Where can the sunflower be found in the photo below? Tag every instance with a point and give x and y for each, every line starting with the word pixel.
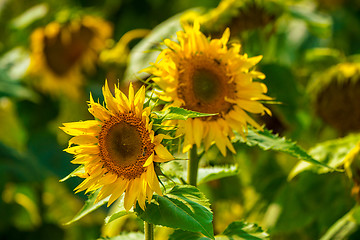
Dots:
pixel 118 149
pixel 335 94
pixel 61 51
pixel 240 16
pixel 206 76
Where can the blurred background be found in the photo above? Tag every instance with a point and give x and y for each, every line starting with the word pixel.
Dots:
pixel 53 53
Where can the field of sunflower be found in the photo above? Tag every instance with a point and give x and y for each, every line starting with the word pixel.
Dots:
pixel 172 120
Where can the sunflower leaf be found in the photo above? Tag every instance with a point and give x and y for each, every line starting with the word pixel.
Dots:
pixel 180 235
pixel 175 113
pixel 213 173
pixel 244 230
pixel 80 169
pixel 332 153
pixel 144 52
pixel 183 207
pixel 269 141
pixel 89 207
pixel 126 236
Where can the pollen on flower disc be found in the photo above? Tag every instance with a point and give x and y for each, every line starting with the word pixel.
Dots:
pixel 204 84
pixel 125 145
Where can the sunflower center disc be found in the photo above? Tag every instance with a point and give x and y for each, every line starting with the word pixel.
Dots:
pixel 123 143
pixel 61 56
pixel 204 84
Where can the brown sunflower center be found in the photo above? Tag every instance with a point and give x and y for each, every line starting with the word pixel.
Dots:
pixel 62 55
pixel 204 84
pixel 125 145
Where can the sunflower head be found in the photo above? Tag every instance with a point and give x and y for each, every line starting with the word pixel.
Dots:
pixel 335 96
pixel 206 76
pixel 60 51
pixel 118 149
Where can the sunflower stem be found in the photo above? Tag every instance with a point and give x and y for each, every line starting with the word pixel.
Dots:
pixel 193 166
pixel 149 231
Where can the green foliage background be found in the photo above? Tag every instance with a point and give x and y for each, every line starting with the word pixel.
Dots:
pixel 264 187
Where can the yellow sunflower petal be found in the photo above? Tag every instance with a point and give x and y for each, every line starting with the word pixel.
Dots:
pixel 132 193
pixel 163 153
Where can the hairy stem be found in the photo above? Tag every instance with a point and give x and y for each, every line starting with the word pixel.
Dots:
pixel 193 166
pixel 149 231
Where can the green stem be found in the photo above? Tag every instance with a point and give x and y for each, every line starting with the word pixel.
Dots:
pixel 193 166
pixel 149 231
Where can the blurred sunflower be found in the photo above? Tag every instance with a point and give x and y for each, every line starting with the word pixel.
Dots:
pixel 61 51
pixel 205 76
pixel 239 16
pixel 118 148
pixel 335 95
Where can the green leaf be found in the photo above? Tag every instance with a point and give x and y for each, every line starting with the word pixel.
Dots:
pixel 30 15
pixel 181 235
pixel 269 141
pixel 127 236
pixel 345 226
pixel 115 216
pixel 79 169
pixel 183 207
pixel 244 230
pixel 175 113
pixel 213 173
pixel 147 50
pixel 89 207
pixel 331 153
pixel 318 23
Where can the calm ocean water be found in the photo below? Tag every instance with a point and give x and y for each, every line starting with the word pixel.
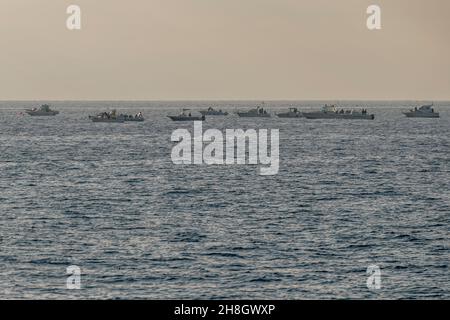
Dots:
pixel 106 197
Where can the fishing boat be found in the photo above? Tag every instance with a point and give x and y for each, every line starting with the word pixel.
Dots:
pixel 213 112
pixel 43 110
pixel 258 112
pixel 292 113
pixel 186 115
pixel 108 117
pixel 426 111
pixel 331 112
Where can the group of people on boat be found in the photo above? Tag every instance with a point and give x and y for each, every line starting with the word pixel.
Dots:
pixel 342 111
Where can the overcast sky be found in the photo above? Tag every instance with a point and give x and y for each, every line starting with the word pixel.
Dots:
pixel 224 49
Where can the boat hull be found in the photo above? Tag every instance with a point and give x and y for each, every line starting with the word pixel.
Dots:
pixel 106 120
pixel 42 114
pixel 289 115
pixel 213 113
pixel 341 116
pixel 246 115
pixel 186 118
pixel 423 115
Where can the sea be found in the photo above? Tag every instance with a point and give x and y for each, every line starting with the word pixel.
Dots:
pixel 350 197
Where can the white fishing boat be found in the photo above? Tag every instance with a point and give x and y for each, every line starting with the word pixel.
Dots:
pixel 136 118
pixel 213 112
pixel 331 112
pixel 108 117
pixel 186 115
pixel 292 113
pixel 426 111
pixel 43 110
pixel 258 112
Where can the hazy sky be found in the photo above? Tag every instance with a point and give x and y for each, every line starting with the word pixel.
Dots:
pixel 225 49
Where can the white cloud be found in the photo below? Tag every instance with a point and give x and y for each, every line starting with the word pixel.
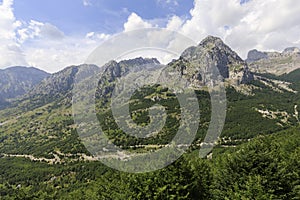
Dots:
pixel 10 50
pixel 267 25
pixel 135 22
pixel 86 2
pixel 168 3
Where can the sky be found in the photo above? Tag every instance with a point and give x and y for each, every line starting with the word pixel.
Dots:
pixel 53 34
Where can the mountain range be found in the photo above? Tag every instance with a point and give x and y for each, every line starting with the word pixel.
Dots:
pixel 42 156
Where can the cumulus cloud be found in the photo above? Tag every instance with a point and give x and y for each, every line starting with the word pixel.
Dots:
pixel 86 2
pixel 39 30
pixel 267 25
pixel 10 50
pixel 135 22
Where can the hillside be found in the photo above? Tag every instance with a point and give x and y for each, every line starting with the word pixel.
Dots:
pixel 16 81
pixel 256 157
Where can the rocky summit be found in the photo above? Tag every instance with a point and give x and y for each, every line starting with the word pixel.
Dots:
pixel 198 62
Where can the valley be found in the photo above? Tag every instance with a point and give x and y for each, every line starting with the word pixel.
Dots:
pixel 256 156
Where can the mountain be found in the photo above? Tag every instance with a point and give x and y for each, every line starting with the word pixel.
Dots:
pixel 256 157
pixel 274 62
pixel 16 81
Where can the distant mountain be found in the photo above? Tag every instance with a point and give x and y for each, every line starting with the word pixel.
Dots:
pixel 16 81
pixel 274 62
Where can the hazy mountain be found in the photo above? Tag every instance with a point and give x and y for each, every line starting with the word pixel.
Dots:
pixel 42 156
pixel 16 81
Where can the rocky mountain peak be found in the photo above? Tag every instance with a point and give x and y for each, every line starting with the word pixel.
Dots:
pixel 213 51
pixel 255 55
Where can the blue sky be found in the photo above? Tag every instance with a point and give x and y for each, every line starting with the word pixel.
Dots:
pixel 53 34
pixel 106 16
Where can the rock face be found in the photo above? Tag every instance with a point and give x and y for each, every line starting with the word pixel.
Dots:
pixel 16 81
pixel 274 62
pixel 255 55
pixel 114 70
pixel 196 63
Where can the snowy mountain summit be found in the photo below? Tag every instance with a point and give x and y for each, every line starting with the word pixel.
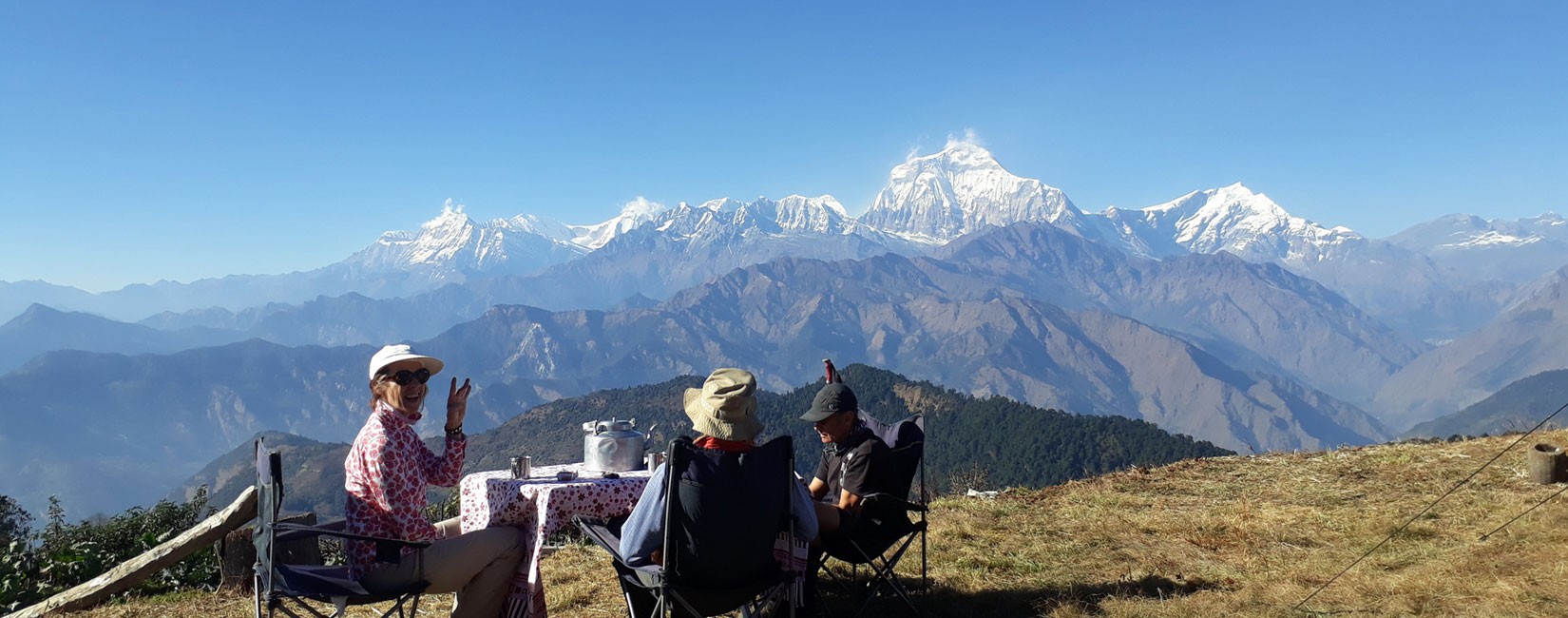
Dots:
pixel 1228 219
pixel 962 188
pixel 452 245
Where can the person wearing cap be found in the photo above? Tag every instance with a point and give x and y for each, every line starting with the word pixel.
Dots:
pixel 725 416
pixel 386 473
pixel 855 463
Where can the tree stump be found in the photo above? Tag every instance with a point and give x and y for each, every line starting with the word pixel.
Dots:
pixel 237 554
pixel 1548 465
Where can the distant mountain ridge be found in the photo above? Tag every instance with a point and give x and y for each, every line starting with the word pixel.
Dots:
pixel 967 322
pixel 1517 407
pixel 1411 284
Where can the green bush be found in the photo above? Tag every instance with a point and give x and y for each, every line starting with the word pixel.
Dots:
pixel 63 554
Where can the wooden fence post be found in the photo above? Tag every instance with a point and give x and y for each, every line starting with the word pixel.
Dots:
pixel 1548 465
pixel 157 559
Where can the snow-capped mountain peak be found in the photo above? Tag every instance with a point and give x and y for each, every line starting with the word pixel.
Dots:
pixel 1230 219
pixel 958 190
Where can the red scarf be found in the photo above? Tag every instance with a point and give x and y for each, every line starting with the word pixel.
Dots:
pixel 730 446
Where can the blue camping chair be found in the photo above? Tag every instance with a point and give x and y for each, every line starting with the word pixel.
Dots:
pixel 723 516
pixel 897 531
pixel 284 587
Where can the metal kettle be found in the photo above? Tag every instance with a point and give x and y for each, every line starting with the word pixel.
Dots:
pixel 613 446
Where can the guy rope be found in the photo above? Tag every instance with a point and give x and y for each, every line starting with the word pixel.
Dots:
pixel 1440 499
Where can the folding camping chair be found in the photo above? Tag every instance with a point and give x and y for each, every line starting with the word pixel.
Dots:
pixel 723 518
pixel 284 587
pixel 882 554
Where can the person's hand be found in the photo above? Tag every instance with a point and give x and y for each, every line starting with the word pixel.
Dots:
pixel 458 403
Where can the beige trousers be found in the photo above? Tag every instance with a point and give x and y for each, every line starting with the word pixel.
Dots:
pixel 477 567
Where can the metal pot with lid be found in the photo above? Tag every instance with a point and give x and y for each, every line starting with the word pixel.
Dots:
pixel 613 446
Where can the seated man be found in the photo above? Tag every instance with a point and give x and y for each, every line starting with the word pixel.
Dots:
pixel 855 463
pixel 723 415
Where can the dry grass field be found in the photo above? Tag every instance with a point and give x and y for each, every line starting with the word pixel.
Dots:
pixel 1225 537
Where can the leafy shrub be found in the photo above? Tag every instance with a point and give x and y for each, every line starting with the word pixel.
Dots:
pixel 63 554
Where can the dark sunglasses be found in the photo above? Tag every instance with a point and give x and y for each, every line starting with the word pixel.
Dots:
pixel 403 377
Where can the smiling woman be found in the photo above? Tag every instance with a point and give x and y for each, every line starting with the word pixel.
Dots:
pixel 386 473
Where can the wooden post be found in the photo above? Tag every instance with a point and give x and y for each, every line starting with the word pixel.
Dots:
pixel 1548 465
pixel 157 559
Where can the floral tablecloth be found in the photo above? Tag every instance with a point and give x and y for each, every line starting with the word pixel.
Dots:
pixel 543 506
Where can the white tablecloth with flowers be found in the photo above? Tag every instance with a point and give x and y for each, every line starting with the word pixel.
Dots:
pixel 543 506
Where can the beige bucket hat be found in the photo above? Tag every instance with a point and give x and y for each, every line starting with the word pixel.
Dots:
pixel 726 405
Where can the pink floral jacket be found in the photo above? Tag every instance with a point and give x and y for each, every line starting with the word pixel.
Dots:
pixel 386 473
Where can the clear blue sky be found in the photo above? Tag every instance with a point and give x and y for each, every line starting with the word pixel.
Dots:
pixel 179 140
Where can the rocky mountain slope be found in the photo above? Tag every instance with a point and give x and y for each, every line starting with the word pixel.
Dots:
pixel 1527 339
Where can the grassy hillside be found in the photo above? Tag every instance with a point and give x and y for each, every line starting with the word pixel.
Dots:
pixel 1217 537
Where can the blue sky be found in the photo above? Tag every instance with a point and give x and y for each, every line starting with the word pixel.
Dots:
pixel 181 140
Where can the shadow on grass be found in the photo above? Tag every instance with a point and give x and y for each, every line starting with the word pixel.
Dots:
pixel 1085 598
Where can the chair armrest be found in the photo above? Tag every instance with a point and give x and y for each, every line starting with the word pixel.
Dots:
pixel 891 502
pixel 598 531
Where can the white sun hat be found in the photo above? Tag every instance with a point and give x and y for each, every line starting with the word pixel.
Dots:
pixel 398 354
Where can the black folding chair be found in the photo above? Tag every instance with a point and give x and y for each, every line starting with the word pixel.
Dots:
pixel 723 516
pixel 897 531
pixel 284 587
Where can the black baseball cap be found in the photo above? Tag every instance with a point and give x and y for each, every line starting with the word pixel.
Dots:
pixel 830 400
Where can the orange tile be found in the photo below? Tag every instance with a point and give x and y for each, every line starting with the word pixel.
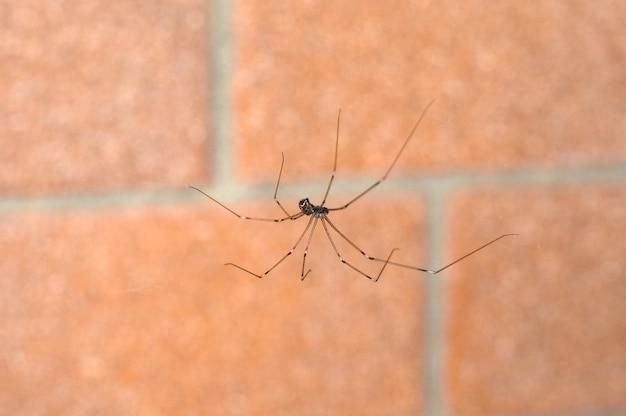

_ _ _ _ _ _ _

§ **What is expected**: Copy out the material word for word, from the line containing "Where can the beige bucket" through the end of the material, leaving the pictures out.

§ **Output below**:
Where can the beige bucket hat be found in the photo above? Tag every instance with a point and give x and y for each, every line starting with the word pixel.
Dots:
pixel 726 405
Where can the pink floral jacket be found in the photo above? Tag every instance with a point and give x and y for each, every line starting with the word pixel.
Dots:
pixel 386 473
Where can the clear blue sky be found in the photo above? Tag every instance with a point and give x and y for each, every line starting with the word pixel.
Dots:
pixel 179 140
Where can the rocky mountain slope be found in the photo above? Tag every instance with a point and give x and y for each, every line starting with the word pixel.
Dots:
pixel 1527 339
Where can the grassy hillside be found in the photo above? Tag every instance with a point and give x and y for each, every line starting with the word pixel.
Dots:
pixel 1217 537
Where can the blue sky be found in the photo above? Tag every instance with a point and give x and y for each, every line starting with the word pixel.
Dots:
pixel 181 140
Where can the shadow on grass be found in the photo above? Tag every instance with a point and give x and y for each, every line starting with the word pixel.
Dots:
pixel 1085 598
Where can the chair armrest be found in the photo above? Tag every instance with a point and give x and y for each, every line starting with the word pixel.
Dots:
pixel 891 502
pixel 598 531
Where can the white sun hat be found in the photo above? Tag every instance with a point and give x and y for each, every line starting with the word pixel.
Dots:
pixel 398 354
Where can the black folding chair be found in the photo above? Tag every instance with a point and give x and y for each, every line starting with the word pixel.
Dots:
pixel 723 516
pixel 897 531
pixel 284 587
Where can the black baseball cap be found in the photo above? Tag every instance with a point and give x and y for each, every line starting with the word pixel.
Dots:
pixel 830 400
Where can the orange tile be found in the photo below? Tag every instance with a point and give x and y for each, every line starting with the word pixel.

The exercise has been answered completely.